▶ _Referring expression pointing data_

--- START ---

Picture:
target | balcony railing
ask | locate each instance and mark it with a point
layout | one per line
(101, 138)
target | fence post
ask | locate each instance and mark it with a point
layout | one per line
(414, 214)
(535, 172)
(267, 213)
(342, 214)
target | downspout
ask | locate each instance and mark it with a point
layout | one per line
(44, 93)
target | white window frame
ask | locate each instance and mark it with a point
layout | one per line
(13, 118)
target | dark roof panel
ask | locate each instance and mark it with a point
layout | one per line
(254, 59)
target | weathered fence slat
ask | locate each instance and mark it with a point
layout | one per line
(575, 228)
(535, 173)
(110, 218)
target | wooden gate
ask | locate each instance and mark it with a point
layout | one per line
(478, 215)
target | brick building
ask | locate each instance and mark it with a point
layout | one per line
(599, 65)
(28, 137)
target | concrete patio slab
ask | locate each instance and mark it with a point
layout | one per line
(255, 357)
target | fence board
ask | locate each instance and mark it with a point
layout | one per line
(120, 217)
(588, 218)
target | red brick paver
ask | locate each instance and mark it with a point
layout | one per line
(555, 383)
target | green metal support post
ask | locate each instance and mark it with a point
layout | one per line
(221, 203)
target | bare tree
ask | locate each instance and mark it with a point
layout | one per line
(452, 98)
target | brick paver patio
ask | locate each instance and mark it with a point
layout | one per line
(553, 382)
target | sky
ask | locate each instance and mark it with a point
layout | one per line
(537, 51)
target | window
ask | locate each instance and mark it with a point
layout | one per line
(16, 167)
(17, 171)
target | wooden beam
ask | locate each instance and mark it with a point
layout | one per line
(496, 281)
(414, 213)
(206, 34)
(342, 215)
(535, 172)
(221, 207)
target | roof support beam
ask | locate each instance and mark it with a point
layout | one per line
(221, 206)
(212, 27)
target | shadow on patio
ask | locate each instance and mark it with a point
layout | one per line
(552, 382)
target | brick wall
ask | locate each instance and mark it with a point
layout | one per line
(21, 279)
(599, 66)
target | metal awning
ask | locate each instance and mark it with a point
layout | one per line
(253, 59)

--- END ---

▶ _WHAT IS EXPECTED_
All lines above with the word "support" need to be reported.

▶ _OUTPUT FOR THIS EXERCISE_
target | green metal support post
target | roof support beam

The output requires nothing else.